• [Task details]:
Starting at the line with "Reviewer note: make sure every instance of the foliage", transcribe each line through the final one, both included, and add nothing.

• [Listing]:
━━━

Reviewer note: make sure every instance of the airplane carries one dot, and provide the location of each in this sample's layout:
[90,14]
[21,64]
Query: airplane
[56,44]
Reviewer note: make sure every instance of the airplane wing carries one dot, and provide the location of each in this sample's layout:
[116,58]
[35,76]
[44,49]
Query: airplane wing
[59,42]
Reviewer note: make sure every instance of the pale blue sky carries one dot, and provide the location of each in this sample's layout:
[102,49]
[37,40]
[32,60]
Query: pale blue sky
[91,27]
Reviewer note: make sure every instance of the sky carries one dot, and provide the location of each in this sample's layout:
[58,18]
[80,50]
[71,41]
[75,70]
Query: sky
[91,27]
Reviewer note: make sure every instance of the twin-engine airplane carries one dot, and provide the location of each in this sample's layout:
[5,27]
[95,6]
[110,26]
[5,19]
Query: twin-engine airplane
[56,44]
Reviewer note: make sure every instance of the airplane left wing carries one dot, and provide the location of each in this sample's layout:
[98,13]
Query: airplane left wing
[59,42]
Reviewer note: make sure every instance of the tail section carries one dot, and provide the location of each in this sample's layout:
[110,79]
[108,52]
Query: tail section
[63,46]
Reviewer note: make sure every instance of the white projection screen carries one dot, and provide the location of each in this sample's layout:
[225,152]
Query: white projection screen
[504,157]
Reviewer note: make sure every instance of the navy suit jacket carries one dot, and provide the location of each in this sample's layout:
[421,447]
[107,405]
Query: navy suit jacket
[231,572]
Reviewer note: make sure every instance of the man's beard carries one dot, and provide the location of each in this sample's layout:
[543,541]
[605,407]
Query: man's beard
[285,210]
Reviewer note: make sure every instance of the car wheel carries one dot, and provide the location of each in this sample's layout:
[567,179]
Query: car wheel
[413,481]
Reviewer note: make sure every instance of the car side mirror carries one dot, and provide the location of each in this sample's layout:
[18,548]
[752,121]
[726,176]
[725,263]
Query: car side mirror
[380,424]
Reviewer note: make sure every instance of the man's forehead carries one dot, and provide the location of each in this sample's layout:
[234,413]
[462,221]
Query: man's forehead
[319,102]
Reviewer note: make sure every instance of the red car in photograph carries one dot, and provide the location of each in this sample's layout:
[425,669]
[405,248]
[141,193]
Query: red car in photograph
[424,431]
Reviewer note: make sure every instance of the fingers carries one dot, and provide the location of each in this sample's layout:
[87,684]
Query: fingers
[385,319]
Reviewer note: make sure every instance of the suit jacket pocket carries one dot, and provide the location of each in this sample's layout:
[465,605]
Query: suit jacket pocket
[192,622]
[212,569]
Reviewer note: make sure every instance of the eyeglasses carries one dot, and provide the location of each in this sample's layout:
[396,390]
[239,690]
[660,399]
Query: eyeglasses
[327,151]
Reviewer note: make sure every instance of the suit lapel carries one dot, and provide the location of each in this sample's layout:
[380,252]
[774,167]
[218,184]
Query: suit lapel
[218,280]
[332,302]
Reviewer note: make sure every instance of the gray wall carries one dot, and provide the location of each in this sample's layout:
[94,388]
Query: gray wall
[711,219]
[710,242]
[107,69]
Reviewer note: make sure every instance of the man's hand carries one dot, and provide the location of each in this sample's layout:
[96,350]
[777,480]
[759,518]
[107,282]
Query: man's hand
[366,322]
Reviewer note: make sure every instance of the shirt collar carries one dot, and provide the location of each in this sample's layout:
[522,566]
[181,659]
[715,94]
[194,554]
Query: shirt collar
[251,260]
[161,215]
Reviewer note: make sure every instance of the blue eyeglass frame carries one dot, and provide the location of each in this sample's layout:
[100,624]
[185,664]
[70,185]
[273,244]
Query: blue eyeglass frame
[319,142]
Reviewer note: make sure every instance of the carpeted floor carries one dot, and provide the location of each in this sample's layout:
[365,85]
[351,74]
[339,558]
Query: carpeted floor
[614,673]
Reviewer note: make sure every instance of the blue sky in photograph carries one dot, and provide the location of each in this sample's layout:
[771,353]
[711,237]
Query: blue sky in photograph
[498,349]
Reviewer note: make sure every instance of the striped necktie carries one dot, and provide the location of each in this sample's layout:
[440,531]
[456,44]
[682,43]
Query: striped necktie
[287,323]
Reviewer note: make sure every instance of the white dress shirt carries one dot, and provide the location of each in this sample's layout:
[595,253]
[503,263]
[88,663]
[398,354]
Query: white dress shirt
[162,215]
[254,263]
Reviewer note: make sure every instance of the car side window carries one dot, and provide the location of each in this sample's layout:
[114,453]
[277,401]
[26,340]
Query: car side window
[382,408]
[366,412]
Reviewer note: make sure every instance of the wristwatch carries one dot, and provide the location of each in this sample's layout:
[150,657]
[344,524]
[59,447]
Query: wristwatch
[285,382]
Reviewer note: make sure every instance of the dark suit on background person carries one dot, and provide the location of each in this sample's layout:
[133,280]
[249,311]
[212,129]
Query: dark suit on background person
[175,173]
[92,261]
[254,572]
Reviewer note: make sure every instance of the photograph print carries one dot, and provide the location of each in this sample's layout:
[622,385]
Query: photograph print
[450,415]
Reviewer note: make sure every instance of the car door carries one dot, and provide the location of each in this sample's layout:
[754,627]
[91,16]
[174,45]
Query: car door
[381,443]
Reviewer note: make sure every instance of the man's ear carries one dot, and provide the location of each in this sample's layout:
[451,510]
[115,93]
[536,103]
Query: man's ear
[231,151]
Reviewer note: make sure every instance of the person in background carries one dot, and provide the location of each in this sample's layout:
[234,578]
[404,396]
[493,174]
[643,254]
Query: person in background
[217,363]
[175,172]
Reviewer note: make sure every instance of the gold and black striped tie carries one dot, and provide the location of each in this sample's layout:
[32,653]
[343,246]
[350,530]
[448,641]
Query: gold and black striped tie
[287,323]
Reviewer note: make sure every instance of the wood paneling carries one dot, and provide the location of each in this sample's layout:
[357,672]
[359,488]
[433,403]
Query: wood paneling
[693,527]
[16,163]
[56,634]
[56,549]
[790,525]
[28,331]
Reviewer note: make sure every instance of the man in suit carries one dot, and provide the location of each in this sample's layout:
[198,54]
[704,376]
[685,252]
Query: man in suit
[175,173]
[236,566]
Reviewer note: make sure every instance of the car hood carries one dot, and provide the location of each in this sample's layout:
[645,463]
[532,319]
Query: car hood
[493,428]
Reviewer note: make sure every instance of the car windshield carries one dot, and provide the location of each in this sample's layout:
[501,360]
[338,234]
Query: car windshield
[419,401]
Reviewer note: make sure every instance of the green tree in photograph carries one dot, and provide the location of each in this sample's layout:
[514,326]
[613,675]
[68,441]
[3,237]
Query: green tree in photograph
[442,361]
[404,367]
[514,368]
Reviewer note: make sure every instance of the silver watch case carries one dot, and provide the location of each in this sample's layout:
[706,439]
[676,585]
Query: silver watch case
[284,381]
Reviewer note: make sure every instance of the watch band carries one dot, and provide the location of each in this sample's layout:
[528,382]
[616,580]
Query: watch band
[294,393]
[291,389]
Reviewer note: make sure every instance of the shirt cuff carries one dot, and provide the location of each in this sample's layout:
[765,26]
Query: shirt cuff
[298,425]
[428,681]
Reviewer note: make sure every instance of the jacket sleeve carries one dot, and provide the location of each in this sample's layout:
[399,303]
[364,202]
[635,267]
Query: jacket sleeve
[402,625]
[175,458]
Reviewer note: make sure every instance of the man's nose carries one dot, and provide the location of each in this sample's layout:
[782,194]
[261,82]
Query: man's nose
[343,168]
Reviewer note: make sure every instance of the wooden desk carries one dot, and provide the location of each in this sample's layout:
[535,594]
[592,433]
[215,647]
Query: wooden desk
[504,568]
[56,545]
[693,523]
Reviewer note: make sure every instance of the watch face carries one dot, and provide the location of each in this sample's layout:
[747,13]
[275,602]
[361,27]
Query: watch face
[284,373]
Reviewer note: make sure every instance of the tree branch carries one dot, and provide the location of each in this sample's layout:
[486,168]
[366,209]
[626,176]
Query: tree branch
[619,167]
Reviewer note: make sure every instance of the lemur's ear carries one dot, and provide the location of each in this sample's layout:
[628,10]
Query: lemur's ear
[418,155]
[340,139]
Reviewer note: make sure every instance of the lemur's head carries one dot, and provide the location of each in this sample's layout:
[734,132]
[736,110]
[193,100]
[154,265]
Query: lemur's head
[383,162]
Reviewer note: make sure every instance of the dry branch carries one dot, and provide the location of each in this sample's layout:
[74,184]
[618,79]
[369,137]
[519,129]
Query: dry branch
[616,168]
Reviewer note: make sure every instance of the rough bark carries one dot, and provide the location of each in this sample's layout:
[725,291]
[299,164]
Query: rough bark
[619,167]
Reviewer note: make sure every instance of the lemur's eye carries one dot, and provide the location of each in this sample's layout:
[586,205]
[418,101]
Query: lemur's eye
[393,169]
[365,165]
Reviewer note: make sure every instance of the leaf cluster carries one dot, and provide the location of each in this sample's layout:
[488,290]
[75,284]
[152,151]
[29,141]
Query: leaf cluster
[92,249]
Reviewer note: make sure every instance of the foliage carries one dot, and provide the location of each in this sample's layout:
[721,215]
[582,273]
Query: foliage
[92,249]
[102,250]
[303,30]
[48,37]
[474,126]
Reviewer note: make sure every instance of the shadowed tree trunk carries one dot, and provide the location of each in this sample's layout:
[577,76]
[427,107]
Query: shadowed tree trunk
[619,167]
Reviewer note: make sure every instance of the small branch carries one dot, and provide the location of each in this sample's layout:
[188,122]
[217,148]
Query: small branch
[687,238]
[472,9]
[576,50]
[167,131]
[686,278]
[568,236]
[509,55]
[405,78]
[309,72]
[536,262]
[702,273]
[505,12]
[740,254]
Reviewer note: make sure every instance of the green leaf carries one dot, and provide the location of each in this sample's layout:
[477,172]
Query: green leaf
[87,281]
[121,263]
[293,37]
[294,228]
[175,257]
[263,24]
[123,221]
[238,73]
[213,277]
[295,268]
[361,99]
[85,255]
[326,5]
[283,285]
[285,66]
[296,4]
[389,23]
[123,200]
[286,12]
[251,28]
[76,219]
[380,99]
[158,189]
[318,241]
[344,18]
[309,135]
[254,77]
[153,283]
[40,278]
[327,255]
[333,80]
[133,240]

━━━

• [Worked solution]:
Reviewer note: make sure every instance of the foliage carries one dot, and provide the location of each in this sample's layout:
[721,215]
[582,273]
Query: foliage
[92,249]
[102,250]
[303,30]
[48,37]
[474,126]
Reviewer note: make sure every instance of the shadowed tree trunk carries one dot, and provide the location of each in this sample's layout:
[577,76]
[427,107]
Query: shadowed tree trunk
[619,167]
Reviewer note: make sure every instance of the small branch carries one dot, and provide the location of each in this sample's layout:
[188,122]
[217,148]
Query: small branch
[687,238]
[472,9]
[576,50]
[167,131]
[686,278]
[568,236]
[509,55]
[405,78]
[309,72]
[536,262]
[702,273]
[505,12]
[740,254]
Reviewer note: make sure every instance of the green leaf carries one dot, and provide the location of each in this sample's layout:
[477,172]
Query: green leaf
[87,281]
[121,263]
[293,37]
[294,228]
[175,257]
[263,24]
[123,221]
[238,73]
[213,277]
[295,268]
[361,99]
[85,255]
[326,5]
[283,285]
[285,66]
[296,4]
[389,23]
[123,200]
[286,12]
[251,28]
[76,219]
[380,99]
[158,189]
[318,241]
[344,18]
[309,135]
[254,77]
[153,283]
[40,278]
[327,255]
[333,80]
[133,240]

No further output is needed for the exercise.